Text -
begin

COMMISSIONER INLAND REVENUE ZONE-I, REGIONAL TAX OFFICE, KARACHI VS LAKHANI SECURITIES (PVT.) LTD.
2015 P T D 401
[Sindh High Court]
Before Aqeel Ahmed Abbasi and Zafar Ahmed Rajput, JJ
COMMISSIONER INLAND REVENUE ZONE-I, REGIONAL TAX OFFICE, KARACHI
Versus
Messrs LAKHANI SECURITIES (PVT.) LTD.
I.T.R.A. No.76 of 2013, decided on 06/05/2014.
(a) Constitution of Pakistan---
----Arts. 189 & 201---Judgments of superior Courts---Applicability---In terms of Art.201 of the Constitution, subject to Art. 189 of the Constitution, decision of High Court, to the extent it decides a question of law or is based upon or enunciates a principle of law, is binding on all Courts, subordinate to it, including Tribunals and Authorities etc. performing their functions within its territorial jurisdiction.
(b) Workers' Welfare Fund Ordinance (XXXVI of 1971)---
----Ss.2 & 4 [as amended by Finance Act (III of 2006) and Finance Act (I of 2008)]---Income Tax Ordinance (XLIX of 2001), Ss.2(i)(l), 133(1) & 221(1)---Workers' Welfare Fund---Charging of such fund from net profit---Grievance of authorities was that Appellate Tribunal Inland Revenue wrongly held that Workers' Welfare Fund was not chargeable in taxpayer's case on Net Profit declared for the year in view of clause 2(i)(l) of Workers' Welfare Fund Ordinance, 1971---Validity---Order passed by Commissioner (Appeals) as well as by Appellate Tribunal Inland Revenue suffered from factual and legal error and the same were set aside---Both the forums below failed to take cognizance of amendments introduced through Finance Act, 2006 and Finance Act, 2008, respectively in Ss. 2 & 4 of Workers' Welfare Funds Ordinance, 1971---High Court declined to dilate upon merits of case while exercising reference jurisdiction in terms of S. 133 (1) of Income Tax Ordinance, 2001, as the time was restricted to the extent of deciding a question of law which could arise from the order of Appellate Tribunal---High Court remanded the matter to Appellate Tribunal Inland Revenue to decide the controversy afresh after providing opportunity of hearing to both the parties keeping in view the observations made by High Court and after taking cognizance of amendments in law of Workers' Welfare Fund Ordinance, 1971, or amendments in Income Tax Ordinance, 2001---Reference was disposed of accordingly.
Commissioner of Income Tax v. Messrs Kamran Model Factory 2002 PTD 14; Messrs E.P.C.T. (Pvt.) Ltd.'s case 2011 PTD 2643; Shahbaz Garments (Pvt.) Ltd. v. Pakistan PLD 2013 Sindh 449 and Messrs Mutual Funds Association of Pakistan v. Federation of Pakistan 2010 PTD 306 ref.

end

Given instruction 1 -
Copy out the entries, unchanged, for the stretch from the line containing "Q: Precisely where is the corinthians" through the last line of the entries.

Record excerpts -
begin

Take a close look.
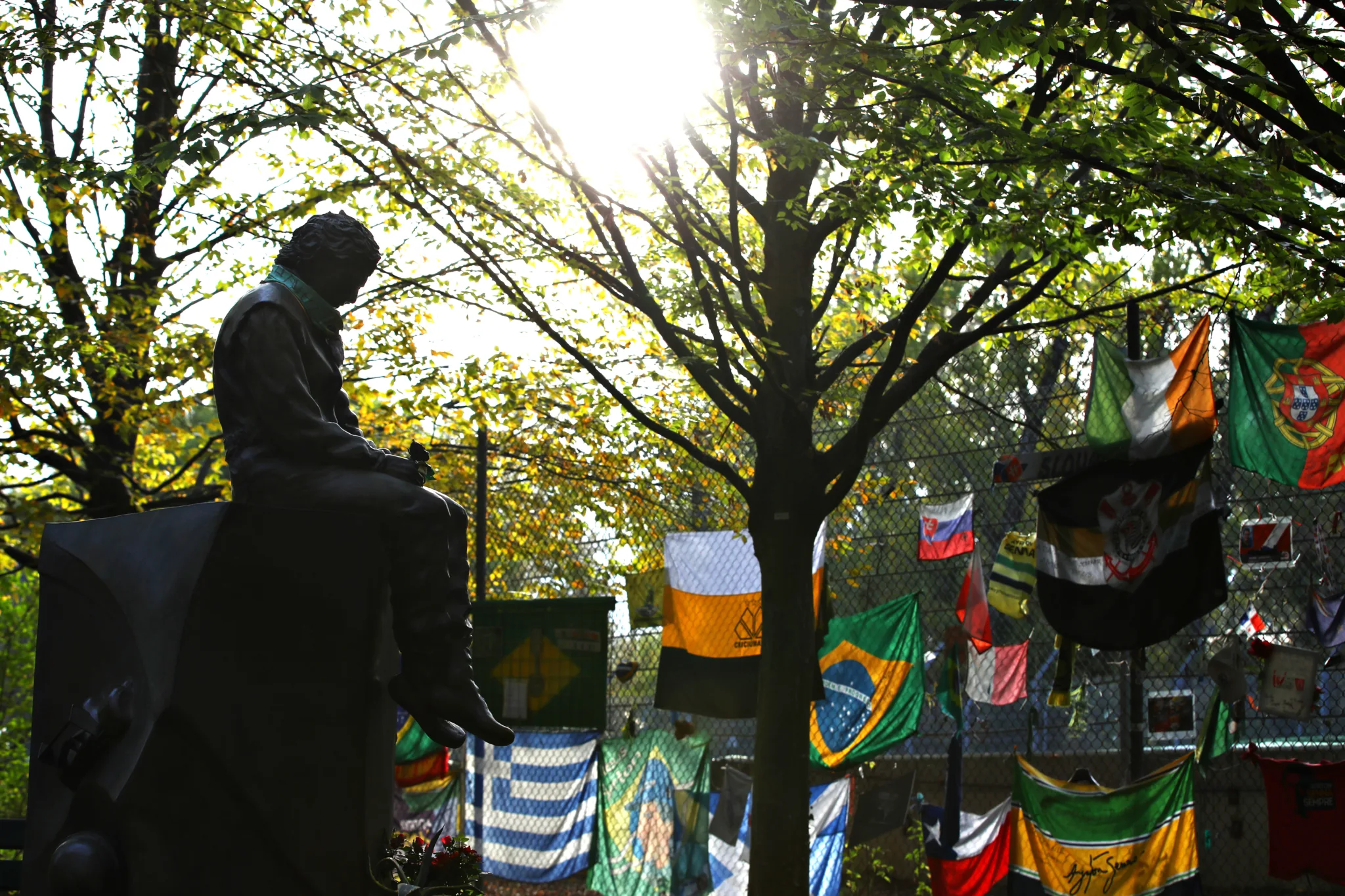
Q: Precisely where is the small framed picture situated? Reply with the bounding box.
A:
[1146,691,1196,740]
[1256,645,1322,719]
[1237,516,1294,570]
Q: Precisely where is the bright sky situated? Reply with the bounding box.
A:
[512,0,720,186]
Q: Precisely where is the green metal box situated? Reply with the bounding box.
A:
[472,598,616,729]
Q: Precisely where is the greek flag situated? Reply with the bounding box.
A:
[466,731,598,883]
[710,778,850,896]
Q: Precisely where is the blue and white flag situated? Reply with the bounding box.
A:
[710,778,850,896]
[466,731,598,884]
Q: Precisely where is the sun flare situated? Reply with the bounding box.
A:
[514,0,718,177]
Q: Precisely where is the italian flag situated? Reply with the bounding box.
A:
[1228,317,1345,489]
[1084,314,1216,461]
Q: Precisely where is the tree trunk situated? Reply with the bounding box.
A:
[748,408,822,896]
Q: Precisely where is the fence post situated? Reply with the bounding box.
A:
[1124,302,1146,780]
[475,426,489,601]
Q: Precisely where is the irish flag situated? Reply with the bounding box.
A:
[1228,317,1345,489]
[653,524,826,719]
[1084,314,1216,461]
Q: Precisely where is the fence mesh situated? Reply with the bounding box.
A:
[408,321,1345,892]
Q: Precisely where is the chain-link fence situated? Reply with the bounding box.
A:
[406,311,1345,892]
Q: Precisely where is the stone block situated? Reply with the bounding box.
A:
[23,502,397,896]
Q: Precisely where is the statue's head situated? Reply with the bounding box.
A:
[276,211,382,305]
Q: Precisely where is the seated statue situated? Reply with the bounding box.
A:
[214,212,514,747]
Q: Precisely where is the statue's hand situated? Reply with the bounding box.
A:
[378,454,425,485]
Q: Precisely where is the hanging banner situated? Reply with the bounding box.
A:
[992,447,1097,484]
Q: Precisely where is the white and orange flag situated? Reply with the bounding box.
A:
[1084,314,1216,461]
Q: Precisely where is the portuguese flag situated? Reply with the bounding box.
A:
[1228,317,1345,489]
[1009,754,1201,896]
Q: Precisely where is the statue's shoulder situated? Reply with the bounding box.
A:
[218,281,305,343]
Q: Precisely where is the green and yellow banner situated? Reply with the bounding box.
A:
[1009,754,1200,896]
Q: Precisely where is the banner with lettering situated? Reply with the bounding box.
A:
[1009,754,1201,896]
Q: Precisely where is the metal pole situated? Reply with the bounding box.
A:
[1124,302,1146,780]
[476,426,489,601]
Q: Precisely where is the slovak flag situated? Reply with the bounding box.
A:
[1237,605,1266,638]
[916,494,975,560]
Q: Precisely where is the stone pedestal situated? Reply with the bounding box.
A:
[23,502,397,896]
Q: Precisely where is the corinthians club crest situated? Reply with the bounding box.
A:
[1097,482,1164,588]
[1266,357,1345,452]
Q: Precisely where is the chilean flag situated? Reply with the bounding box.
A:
[1237,606,1266,638]
[920,733,1013,896]
[925,800,1013,896]
[916,494,975,560]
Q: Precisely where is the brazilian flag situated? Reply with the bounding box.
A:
[810,594,924,769]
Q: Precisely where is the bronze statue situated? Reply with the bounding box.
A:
[214,212,514,747]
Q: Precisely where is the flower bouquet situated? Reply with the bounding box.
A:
[374,834,485,896]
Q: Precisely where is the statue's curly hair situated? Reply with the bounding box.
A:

end

Given instruction 2 -
In the tax ruling, to which body did the High Court remand the matter?

Result 1 -
Q: Precisely where is the corinthians club crest situated? Reply with the bounding box.
A:
[1097,482,1164,588]
[1266,357,1345,452]
Q: Precisely where is the chilean flag situated? Reply with the bounding box.
A:
[1237,606,1266,638]
[920,733,1013,896]
[925,800,1013,896]
[916,494,975,560]
Q: Precisely where is the brazilian flag situated? Reply with the bounding box.
A:
[810,594,924,769]
Q: Precisely where is the bronze statue situated? Reply with the bounding box.
A:
[214,212,514,747]
Q: Precisely where is the flower bouquet situated? Reply with the bounding box.
A:
[374,834,485,896]
Q: Precisely where is the statue's curly hair situated? Reply with the bounding box.
A:

Result 2 -
The Appellate Tribunal Inland Revenue.